§ Exercise brief
Lines from the one containing "the sauce on" through the last line of the data are to be repeated word for word, both ends included.

§ Recorded data
════════

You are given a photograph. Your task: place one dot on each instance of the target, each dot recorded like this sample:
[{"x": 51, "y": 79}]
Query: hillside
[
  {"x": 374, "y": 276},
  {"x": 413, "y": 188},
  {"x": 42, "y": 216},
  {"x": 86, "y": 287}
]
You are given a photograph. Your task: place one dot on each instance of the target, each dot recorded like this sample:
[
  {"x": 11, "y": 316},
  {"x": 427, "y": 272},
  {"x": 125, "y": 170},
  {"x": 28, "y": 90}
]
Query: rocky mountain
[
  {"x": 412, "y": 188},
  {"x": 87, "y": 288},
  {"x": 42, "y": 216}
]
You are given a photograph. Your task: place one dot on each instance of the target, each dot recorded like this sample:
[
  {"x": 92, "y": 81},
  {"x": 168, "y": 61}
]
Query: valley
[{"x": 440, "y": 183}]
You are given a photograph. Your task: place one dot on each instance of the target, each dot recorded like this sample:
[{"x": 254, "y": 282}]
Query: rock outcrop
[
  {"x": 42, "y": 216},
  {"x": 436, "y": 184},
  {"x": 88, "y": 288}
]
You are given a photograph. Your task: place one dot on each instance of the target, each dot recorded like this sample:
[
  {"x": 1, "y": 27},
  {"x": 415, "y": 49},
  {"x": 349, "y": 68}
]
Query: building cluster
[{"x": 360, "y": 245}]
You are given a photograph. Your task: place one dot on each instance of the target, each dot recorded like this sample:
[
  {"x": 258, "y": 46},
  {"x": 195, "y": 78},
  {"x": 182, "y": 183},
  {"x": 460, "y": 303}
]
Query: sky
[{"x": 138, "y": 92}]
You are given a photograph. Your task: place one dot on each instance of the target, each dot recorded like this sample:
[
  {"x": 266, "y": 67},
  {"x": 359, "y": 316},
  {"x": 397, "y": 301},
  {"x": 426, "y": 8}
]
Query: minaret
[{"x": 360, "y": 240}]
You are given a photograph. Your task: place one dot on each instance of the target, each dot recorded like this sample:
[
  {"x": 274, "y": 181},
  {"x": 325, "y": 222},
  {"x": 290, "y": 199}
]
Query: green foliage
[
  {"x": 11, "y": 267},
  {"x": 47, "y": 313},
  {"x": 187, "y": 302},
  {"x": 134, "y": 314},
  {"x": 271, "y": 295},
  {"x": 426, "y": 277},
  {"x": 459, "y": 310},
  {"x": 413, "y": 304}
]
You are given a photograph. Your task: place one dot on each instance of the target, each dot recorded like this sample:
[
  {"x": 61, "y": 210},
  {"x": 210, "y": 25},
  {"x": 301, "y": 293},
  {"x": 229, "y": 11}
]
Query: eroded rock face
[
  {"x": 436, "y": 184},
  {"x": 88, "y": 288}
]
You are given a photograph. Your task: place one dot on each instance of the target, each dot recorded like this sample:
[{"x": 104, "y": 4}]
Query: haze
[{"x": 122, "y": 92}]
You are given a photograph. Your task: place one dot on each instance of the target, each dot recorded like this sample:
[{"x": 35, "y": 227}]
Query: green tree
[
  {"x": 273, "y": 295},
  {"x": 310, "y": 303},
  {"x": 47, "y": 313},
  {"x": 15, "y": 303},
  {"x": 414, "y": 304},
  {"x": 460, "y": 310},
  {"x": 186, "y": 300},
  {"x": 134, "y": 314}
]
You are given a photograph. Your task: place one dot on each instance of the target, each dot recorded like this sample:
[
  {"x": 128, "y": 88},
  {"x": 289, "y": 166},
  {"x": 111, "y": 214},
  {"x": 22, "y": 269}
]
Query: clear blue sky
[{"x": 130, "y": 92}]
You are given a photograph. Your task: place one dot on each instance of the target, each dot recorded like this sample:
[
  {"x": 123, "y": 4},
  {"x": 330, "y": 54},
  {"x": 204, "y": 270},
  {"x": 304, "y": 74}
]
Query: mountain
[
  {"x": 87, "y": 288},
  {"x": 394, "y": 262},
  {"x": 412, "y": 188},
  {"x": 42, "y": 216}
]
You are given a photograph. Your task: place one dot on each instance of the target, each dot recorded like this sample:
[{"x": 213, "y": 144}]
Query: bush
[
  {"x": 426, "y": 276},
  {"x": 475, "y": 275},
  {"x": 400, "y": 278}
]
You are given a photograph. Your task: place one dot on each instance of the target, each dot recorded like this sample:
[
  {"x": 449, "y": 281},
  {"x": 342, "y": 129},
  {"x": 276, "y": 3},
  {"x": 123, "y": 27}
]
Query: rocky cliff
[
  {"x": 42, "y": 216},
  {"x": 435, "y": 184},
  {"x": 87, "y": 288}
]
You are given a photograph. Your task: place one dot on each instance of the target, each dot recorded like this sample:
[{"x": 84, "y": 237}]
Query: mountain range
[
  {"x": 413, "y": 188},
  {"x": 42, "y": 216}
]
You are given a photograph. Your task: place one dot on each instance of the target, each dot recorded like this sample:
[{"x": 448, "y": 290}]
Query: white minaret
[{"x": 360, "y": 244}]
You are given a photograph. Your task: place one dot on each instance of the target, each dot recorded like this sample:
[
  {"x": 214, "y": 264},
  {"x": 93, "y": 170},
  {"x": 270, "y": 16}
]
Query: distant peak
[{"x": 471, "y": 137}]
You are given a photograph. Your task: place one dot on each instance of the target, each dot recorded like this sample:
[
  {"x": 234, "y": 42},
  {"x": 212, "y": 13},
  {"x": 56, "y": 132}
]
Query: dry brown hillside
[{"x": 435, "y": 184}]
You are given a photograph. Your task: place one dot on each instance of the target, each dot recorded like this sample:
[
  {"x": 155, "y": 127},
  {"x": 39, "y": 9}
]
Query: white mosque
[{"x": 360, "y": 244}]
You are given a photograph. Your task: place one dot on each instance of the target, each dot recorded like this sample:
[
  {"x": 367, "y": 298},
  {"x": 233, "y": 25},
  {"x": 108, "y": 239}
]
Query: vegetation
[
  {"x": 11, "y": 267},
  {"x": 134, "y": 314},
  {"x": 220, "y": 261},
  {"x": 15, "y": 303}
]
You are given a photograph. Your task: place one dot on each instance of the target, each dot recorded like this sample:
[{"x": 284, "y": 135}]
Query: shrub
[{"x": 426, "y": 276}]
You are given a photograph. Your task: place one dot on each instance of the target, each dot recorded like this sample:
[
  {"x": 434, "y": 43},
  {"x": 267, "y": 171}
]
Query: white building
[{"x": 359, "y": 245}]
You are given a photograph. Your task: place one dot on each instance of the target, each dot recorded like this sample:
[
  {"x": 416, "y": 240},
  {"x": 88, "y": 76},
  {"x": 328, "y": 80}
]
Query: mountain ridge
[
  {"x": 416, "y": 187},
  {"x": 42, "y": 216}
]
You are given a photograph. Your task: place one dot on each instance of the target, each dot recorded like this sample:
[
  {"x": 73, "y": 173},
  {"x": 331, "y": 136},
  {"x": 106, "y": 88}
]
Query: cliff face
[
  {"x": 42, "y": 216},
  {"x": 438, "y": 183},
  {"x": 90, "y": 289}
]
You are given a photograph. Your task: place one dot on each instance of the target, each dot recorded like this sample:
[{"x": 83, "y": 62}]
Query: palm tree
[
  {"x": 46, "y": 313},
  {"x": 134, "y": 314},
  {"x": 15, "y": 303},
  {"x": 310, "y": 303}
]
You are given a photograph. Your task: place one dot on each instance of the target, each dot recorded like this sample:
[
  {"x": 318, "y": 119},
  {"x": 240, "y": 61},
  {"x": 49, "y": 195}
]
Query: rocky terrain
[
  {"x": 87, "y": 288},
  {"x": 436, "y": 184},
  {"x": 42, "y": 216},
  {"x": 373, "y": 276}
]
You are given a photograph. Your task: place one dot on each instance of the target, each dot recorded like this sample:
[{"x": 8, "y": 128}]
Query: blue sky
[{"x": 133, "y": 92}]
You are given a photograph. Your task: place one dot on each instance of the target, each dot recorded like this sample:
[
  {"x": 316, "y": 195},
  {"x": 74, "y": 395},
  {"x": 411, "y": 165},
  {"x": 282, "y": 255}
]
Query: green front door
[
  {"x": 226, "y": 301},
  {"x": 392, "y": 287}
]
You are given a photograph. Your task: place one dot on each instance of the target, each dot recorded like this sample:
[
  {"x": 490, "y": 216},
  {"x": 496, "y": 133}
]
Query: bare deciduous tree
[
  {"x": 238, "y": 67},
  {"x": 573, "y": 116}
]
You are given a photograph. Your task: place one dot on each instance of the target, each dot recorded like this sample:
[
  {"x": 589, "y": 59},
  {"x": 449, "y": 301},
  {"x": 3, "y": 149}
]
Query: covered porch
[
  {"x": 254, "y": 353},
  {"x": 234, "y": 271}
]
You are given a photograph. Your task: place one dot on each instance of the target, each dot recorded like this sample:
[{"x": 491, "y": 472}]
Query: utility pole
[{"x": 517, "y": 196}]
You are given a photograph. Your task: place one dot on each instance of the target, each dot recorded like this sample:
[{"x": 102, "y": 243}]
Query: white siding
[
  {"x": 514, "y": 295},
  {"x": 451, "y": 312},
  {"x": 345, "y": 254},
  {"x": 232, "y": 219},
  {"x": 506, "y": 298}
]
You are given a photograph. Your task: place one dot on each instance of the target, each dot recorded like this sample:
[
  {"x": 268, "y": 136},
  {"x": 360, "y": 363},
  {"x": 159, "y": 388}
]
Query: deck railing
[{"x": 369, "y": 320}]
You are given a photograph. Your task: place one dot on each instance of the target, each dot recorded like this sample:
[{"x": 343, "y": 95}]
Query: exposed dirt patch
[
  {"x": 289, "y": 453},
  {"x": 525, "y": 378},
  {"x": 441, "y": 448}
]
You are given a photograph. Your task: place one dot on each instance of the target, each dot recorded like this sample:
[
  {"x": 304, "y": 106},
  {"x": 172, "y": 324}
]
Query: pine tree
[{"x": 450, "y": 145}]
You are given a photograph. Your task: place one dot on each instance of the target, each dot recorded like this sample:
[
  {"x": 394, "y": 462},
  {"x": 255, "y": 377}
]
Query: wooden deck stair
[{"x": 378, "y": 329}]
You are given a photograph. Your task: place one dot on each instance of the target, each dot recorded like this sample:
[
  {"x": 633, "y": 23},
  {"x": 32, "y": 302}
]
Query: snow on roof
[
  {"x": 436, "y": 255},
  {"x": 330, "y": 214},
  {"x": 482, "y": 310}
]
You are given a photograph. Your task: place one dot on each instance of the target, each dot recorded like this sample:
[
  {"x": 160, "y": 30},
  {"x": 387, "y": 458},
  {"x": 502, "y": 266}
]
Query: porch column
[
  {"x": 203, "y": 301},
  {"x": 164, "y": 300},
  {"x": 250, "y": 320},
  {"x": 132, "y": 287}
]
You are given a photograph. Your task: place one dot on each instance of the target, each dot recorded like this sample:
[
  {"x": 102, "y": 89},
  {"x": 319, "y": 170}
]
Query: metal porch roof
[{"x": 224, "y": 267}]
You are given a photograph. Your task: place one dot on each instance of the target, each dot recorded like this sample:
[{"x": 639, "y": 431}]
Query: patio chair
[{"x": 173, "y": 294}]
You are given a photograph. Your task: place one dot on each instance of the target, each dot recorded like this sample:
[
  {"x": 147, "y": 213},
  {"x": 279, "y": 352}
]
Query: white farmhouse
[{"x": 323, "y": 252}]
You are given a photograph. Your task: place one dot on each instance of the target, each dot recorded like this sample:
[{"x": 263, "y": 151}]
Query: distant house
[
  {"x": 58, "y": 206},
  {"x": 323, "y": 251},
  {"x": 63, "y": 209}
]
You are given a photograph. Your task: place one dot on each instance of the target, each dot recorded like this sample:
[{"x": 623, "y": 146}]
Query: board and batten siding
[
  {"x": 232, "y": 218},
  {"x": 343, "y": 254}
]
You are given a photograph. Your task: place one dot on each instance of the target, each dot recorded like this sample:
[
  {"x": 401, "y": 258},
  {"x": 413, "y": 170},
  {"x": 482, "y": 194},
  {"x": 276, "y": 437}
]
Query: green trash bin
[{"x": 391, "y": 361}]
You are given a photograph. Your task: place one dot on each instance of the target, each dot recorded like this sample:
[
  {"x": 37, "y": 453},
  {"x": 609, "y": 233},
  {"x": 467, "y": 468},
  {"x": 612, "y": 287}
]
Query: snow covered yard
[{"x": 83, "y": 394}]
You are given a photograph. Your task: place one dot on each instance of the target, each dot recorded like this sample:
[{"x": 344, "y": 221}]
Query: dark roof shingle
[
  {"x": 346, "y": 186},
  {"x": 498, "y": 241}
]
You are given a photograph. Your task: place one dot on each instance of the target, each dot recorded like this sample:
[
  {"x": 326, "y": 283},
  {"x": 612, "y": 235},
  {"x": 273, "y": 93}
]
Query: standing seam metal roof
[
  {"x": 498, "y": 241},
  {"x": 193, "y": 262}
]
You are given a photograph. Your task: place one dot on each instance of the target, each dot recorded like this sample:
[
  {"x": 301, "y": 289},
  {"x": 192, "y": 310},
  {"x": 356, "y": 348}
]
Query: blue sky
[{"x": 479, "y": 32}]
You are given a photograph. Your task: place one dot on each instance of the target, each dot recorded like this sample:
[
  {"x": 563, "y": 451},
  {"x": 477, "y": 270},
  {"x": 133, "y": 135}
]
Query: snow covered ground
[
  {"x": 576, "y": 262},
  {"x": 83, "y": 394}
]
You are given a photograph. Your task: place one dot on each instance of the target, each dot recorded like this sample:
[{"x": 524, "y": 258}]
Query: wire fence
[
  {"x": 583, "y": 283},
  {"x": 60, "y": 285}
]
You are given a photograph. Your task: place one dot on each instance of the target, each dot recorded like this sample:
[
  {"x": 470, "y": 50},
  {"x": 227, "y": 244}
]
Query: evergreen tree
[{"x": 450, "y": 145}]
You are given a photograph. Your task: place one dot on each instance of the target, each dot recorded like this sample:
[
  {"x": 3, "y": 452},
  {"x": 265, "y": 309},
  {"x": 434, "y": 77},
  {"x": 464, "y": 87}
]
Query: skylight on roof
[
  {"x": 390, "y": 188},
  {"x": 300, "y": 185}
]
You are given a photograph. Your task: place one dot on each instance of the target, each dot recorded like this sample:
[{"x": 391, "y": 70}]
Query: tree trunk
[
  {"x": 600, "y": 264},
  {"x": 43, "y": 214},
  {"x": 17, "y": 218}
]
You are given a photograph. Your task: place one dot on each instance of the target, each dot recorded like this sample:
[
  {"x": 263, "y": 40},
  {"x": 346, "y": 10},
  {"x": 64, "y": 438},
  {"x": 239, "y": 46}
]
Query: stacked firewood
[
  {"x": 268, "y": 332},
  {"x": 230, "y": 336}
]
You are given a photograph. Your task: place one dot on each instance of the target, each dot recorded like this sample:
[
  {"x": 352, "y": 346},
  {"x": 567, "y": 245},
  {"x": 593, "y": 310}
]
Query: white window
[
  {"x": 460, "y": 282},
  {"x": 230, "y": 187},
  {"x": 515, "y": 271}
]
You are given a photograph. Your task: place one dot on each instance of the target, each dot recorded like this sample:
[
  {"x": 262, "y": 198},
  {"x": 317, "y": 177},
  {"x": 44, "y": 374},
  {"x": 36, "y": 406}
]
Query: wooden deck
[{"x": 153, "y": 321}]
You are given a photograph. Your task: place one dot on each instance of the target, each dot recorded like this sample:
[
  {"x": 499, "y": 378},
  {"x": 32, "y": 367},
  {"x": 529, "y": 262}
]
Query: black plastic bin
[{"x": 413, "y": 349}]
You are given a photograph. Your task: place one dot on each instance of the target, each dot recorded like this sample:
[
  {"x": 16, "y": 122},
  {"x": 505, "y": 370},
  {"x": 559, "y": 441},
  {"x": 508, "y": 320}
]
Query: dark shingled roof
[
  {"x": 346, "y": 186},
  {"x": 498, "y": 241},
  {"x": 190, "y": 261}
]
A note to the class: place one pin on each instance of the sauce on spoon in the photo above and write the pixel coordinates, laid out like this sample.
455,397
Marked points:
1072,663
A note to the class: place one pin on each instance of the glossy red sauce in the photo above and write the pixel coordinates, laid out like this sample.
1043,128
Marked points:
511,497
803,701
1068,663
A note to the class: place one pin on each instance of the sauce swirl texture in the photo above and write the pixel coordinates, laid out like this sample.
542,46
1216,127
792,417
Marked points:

════════

§ The reply
A note to the class: place one pin on each instance of the sauce on spoon in the photo above and write the pixel coordinates, laid out like this sample.
455,397
Marked points:
1072,663
A note to the class: place one pin on each instance of the glossy red sauce in the photo above and write the pixel coordinates, laid out like this sample.
1043,128
Marked points:
511,497
803,701
1068,663
A note to the class: place one pin on each instance of the sauce swirl texture in the photo above and write the pixel coordinates, laid out like this sample.
542,46
1216,127
792,417
Marked points:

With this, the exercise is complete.